* What is being asked
From the records below, transcribe only the lines running from the one with "Target: tan block wall" through the one with "Target: grass strip between pavers". Keep both of those end lines.

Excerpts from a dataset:

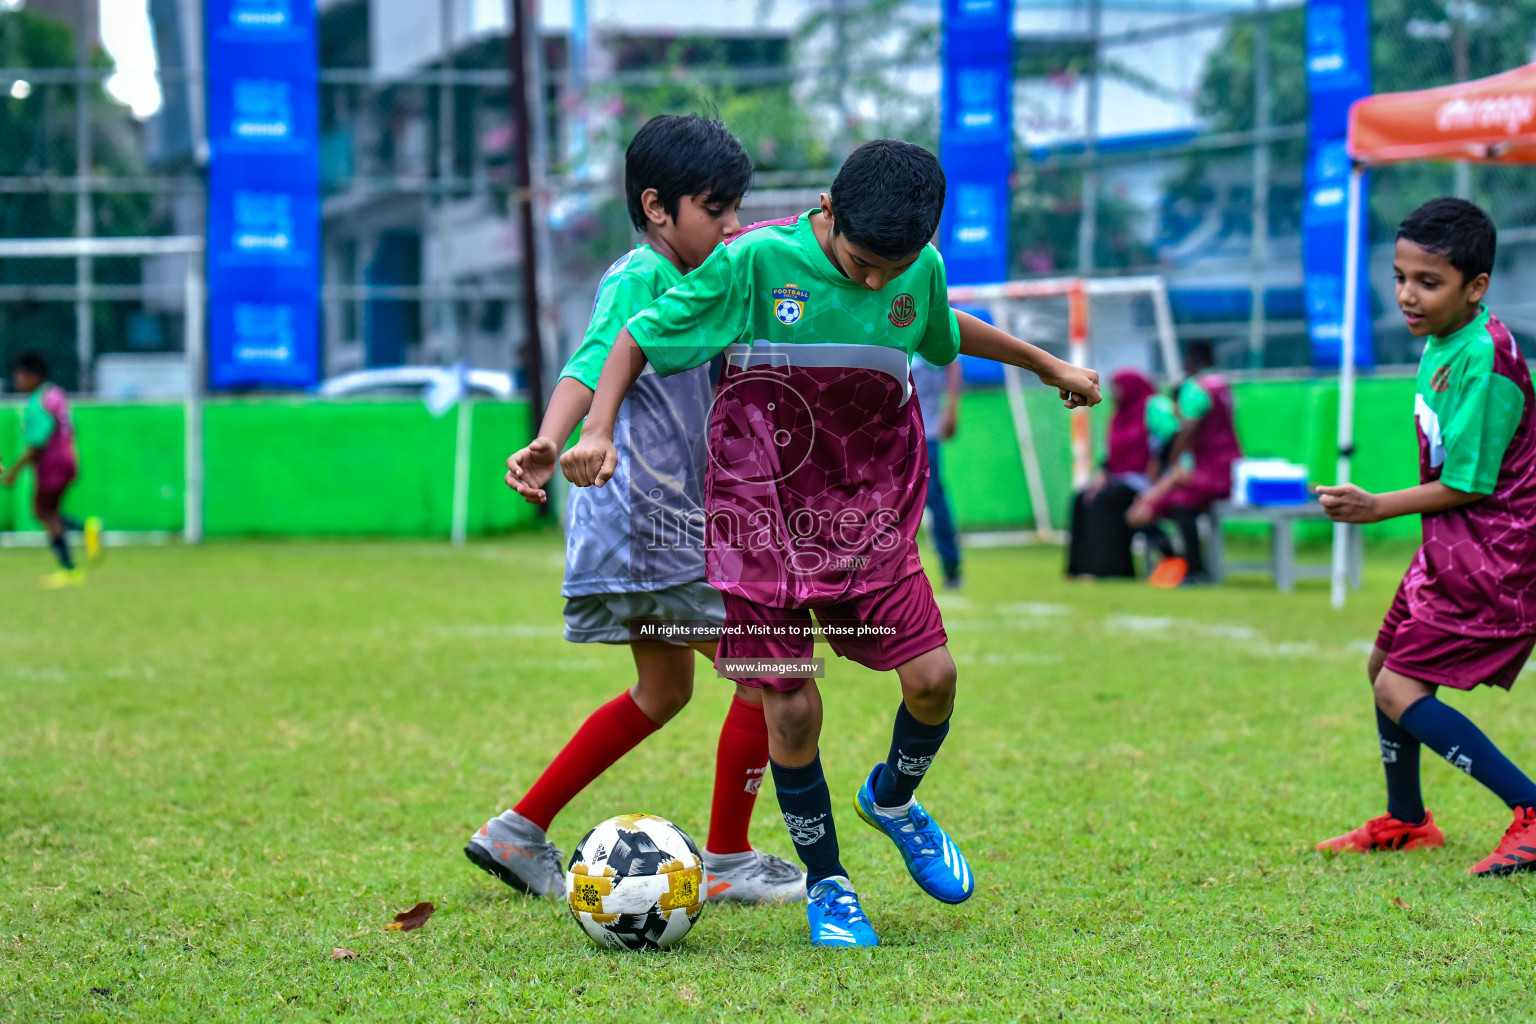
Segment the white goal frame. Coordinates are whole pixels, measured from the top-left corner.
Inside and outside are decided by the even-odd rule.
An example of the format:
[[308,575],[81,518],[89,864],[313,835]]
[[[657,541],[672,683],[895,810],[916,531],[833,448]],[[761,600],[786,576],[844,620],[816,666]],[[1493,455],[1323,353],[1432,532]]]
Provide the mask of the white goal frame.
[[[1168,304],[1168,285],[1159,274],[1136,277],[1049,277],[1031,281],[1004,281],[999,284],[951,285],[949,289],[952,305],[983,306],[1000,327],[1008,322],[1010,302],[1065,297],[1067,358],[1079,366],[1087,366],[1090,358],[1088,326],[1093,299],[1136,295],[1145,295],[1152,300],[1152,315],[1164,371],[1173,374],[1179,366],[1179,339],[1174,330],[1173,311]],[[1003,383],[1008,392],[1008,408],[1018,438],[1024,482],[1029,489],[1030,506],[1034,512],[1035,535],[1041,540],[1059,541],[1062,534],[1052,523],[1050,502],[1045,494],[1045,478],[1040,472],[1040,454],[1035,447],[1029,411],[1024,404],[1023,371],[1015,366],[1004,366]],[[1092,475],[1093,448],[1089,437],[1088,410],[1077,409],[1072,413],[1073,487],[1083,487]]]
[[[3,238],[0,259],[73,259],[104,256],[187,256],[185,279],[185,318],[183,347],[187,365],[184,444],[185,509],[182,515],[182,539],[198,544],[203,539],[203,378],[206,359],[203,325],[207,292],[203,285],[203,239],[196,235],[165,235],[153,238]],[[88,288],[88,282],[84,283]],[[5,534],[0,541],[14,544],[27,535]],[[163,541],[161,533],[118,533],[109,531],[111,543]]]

* * *

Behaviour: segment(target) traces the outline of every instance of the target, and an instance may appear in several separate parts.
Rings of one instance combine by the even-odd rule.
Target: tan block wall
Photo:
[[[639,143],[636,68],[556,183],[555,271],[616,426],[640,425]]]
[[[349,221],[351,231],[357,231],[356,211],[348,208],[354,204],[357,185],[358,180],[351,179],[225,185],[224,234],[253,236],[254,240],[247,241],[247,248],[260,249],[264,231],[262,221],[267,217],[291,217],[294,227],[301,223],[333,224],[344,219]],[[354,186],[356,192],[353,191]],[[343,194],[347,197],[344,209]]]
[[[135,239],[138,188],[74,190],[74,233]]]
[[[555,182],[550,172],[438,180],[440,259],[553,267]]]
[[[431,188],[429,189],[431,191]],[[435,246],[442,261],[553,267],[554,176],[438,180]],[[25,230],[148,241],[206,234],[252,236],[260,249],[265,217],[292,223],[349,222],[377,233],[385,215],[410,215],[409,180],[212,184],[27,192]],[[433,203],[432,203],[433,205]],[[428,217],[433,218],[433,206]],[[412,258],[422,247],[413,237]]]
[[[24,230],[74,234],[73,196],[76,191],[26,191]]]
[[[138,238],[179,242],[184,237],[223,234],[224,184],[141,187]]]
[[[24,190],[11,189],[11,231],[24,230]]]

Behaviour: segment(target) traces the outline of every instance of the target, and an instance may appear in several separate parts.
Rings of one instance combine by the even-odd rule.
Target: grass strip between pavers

* Solution
Target: tan block wall
Photo:
[[[639,143],[636,68],[556,183],[555,271],[616,426],[640,425]]]
[[[349,221],[351,231],[357,231],[356,211],[348,208],[354,204],[357,185],[358,180],[351,179],[225,185],[224,234],[253,236],[254,240],[247,241],[247,248],[260,249],[264,231],[262,221],[267,217],[291,217],[294,227],[301,223],[333,224],[344,219]],[[354,186],[356,192],[353,191]],[[343,194],[347,197],[344,209]]]
[[[135,239],[138,188],[74,190],[74,233]]]
[[[555,182],[550,172],[438,180],[440,259],[553,267]]]
[[[431,188],[429,189],[431,191]],[[435,246],[442,261],[553,267],[554,176],[438,180]],[[25,230],[148,241],[206,234],[252,236],[260,249],[265,217],[292,223],[349,222],[377,233],[385,215],[410,215],[409,180],[212,184],[27,192]],[[433,203],[432,203],[433,205]],[[428,217],[433,218],[433,206]],[[412,258],[422,247],[413,237]]]
[[[24,230],[74,234],[73,196],[76,191],[26,191]]]
[[[138,238],[179,242],[184,237],[223,234],[224,184],[141,187]]]
[[[24,190],[11,189],[11,231],[24,230]]]

Behaviour: segment(target) traces the outline of every instance of the target, and an instance may appear in several separate parts.
Rings of one instance combine by the even-odd rule.
Target: grass strip between pavers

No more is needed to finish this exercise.